- _To be done_: Write out, word for word, only the lines from the one containing "the man's hand" through the final line of the data.

_____

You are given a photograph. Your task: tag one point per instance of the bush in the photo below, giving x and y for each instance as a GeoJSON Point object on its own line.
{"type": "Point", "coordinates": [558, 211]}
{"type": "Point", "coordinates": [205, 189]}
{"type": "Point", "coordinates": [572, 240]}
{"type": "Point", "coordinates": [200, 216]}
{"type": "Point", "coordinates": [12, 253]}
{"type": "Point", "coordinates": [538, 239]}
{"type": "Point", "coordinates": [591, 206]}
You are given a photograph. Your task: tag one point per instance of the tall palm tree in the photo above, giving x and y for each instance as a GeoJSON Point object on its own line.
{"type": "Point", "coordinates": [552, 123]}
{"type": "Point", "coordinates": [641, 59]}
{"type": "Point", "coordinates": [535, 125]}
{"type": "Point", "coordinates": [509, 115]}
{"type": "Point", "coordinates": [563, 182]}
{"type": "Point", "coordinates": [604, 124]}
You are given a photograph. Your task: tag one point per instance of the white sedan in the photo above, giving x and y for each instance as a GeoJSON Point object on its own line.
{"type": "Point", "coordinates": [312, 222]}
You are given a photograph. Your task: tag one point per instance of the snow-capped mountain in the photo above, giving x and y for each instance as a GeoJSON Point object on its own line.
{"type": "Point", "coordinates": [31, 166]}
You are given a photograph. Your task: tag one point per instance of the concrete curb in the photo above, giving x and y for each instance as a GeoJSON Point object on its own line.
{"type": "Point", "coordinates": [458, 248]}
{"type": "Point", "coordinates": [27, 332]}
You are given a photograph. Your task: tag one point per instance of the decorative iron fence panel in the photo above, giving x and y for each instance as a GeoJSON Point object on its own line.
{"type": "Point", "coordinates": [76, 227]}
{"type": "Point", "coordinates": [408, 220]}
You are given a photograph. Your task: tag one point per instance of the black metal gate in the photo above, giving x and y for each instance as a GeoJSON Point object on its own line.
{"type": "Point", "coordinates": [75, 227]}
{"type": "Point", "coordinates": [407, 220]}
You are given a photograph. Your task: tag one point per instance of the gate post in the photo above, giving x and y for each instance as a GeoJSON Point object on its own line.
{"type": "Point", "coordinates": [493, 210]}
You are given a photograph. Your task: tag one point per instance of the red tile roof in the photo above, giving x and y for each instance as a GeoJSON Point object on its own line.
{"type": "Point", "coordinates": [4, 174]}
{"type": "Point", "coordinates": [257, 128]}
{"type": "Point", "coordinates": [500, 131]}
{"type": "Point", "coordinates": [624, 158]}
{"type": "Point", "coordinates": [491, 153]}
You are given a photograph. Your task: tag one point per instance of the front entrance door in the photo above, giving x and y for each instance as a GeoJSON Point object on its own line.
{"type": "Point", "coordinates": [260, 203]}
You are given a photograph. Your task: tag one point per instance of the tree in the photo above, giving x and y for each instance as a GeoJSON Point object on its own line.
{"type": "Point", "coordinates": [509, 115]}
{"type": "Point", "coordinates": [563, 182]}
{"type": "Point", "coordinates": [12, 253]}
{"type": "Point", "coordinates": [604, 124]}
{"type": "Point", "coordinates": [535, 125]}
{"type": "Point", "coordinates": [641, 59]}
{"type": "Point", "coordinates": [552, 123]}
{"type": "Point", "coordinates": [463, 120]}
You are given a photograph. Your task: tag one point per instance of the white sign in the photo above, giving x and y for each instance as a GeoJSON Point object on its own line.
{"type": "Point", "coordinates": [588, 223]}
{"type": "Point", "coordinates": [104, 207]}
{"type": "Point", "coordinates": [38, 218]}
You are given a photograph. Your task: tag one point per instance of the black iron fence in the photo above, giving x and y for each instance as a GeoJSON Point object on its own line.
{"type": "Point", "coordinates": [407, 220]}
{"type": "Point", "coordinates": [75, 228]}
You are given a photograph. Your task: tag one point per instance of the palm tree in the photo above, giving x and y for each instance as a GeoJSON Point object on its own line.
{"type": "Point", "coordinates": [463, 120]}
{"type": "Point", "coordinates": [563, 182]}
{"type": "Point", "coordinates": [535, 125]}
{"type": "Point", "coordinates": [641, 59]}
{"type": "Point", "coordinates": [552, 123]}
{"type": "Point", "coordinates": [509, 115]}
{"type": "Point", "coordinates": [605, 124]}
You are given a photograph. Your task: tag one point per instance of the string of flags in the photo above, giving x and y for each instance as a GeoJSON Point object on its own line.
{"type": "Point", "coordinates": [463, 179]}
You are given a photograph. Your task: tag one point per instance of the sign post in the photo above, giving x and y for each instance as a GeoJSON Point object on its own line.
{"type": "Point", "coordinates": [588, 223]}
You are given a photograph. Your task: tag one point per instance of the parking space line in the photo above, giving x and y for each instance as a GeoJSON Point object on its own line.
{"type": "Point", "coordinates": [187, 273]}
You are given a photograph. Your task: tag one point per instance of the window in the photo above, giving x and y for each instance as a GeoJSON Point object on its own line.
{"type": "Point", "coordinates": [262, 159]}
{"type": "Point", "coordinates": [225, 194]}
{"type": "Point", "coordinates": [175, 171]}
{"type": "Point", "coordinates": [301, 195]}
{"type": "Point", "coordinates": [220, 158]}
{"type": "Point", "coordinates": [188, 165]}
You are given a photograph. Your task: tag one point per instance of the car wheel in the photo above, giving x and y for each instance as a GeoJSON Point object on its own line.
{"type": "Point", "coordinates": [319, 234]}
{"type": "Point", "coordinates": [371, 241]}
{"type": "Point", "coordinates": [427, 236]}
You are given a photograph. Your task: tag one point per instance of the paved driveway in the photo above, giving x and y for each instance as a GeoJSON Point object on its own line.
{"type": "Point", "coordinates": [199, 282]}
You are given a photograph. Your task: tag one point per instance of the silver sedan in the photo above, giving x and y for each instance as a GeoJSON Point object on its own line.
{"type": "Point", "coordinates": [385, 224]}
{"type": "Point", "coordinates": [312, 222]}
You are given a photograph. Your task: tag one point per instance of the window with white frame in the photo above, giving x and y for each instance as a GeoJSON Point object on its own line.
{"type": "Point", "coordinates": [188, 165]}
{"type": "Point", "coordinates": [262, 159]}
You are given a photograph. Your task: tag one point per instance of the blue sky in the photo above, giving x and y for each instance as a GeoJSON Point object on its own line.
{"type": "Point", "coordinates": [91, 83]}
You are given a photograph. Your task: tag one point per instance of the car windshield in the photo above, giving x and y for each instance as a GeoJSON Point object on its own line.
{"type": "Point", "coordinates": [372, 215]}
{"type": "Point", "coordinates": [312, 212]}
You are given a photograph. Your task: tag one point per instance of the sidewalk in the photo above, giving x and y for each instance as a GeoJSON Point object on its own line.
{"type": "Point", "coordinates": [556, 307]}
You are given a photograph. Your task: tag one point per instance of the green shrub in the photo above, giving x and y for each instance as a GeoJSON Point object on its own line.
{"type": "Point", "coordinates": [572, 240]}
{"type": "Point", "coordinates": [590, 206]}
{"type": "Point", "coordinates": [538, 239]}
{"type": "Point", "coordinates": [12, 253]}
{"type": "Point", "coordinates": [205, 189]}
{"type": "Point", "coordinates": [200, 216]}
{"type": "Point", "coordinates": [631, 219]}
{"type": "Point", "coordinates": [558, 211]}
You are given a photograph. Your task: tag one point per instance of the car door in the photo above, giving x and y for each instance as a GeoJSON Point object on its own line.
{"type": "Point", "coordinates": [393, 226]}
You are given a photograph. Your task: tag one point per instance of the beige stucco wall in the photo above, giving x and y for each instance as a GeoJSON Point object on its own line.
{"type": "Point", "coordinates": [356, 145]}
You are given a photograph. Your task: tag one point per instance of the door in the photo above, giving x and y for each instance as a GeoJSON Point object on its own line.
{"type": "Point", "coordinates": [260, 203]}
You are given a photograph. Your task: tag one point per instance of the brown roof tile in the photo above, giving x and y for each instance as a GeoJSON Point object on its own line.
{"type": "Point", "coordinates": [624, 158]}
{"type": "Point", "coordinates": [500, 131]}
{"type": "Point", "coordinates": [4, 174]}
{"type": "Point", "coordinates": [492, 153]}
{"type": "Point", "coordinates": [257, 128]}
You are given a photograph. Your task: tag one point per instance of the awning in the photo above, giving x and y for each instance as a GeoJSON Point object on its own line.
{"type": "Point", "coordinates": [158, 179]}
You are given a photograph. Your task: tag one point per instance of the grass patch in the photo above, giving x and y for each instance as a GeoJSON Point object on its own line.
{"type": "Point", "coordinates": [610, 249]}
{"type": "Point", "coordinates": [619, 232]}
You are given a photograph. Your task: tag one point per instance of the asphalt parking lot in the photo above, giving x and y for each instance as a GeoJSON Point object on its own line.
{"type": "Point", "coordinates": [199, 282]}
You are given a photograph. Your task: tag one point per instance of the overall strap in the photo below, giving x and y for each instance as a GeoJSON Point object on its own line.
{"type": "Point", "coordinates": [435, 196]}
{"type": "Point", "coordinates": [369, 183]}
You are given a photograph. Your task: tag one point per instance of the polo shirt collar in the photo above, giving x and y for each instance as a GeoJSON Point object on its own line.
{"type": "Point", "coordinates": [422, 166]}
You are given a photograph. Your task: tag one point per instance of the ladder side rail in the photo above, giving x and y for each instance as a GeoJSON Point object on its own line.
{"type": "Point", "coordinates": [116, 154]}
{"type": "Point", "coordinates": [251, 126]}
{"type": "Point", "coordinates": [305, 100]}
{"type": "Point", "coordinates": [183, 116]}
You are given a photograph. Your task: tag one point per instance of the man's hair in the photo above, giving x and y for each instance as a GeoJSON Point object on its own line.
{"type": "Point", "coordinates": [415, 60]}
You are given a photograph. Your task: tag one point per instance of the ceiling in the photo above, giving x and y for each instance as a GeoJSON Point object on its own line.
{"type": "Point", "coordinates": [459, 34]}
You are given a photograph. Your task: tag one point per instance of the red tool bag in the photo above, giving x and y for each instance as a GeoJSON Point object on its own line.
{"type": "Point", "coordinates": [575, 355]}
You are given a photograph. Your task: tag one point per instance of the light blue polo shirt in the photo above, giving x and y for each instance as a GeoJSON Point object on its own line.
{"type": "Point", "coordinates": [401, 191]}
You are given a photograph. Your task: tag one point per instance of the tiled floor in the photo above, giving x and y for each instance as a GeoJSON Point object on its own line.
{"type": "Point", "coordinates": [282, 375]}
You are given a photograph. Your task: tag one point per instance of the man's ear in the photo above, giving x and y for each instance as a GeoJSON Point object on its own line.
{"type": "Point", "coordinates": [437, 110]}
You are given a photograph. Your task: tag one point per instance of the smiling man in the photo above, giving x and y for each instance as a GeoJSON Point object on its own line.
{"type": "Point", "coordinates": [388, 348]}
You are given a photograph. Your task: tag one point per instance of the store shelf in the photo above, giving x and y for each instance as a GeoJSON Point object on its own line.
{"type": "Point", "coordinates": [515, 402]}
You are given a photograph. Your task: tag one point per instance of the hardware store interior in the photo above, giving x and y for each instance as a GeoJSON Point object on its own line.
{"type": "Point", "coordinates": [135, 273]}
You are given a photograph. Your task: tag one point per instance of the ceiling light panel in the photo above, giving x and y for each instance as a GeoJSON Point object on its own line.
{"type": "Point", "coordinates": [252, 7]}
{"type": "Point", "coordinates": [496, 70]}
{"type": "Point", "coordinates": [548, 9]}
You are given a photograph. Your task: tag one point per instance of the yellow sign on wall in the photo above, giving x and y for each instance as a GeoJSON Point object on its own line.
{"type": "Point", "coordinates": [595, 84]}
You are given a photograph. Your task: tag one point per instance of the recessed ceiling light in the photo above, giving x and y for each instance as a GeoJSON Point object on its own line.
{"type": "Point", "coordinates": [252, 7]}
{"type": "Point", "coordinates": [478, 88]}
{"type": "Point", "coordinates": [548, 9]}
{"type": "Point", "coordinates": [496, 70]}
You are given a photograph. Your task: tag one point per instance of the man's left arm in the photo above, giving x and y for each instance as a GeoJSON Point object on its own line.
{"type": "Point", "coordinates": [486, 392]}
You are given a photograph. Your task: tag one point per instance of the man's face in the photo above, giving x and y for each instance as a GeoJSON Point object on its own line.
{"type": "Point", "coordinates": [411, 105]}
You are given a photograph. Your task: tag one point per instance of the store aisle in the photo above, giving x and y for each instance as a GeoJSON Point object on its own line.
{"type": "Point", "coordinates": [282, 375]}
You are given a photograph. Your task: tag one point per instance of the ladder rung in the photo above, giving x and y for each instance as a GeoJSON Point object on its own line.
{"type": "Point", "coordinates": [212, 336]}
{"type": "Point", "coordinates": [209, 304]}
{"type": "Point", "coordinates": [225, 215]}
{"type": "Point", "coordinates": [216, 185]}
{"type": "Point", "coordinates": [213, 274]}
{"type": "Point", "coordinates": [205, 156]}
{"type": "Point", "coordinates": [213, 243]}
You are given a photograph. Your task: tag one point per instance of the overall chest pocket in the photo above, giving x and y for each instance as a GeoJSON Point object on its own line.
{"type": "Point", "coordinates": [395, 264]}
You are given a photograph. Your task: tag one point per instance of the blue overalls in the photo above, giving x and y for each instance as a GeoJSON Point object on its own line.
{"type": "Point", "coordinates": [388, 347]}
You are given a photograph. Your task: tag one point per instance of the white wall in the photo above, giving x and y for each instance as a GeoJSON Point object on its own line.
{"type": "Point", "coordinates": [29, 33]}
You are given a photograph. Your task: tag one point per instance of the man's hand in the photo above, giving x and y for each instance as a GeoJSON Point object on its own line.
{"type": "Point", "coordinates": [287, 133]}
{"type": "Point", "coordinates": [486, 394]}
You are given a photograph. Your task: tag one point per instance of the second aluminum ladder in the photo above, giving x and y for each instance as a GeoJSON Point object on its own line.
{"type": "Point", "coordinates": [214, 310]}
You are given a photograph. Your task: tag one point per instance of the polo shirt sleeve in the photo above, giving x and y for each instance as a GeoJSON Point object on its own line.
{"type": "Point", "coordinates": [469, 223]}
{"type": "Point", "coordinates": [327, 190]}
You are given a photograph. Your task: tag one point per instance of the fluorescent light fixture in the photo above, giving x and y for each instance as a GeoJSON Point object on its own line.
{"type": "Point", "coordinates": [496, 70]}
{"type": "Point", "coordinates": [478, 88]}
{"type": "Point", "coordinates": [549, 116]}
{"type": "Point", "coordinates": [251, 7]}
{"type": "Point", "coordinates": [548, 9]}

_____

- _Worked solution_:
You are given a photograph. Your task: tag one point per instance of the man's hand in the photo above, giving x and y for each instance as a GeoJSON Point object on its own line.
{"type": "Point", "coordinates": [287, 133]}
{"type": "Point", "coordinates": [486, 394]}
You are given a photograph. Your task: tag one point per instance of the second aluminum ladder in the photo above, giving x and y for each instance as a GeoJSON Point object on its own line.
{"type": "Point", "coordinates": [214, 310]}
You are given a photograph. Your task: tag one point per instance of the polo shirt sleeve in the photo above, giving x and y for each instance as a GeoJSON Point object on its own line.
{"type": "Point", "coordinates": [469, 223]}
{"type": "Point", "coordinates": [327, 190]}
You are given a photograph. Your task: tag one point per instance of the fluorescent light fixture in the photo above, giving x and y for each instance as a GeoJSON Point object on its own line.
{"type": "Point", "coordinates": [496, 70]}
{"type": "Point", "coordinates": [478, 88]}
{"type": "Point", "coordinates": [549, 116]}
{"type": "Point", "coordinates": [251, 7]}
{"type": "Point", "coordinates": [548, 9]}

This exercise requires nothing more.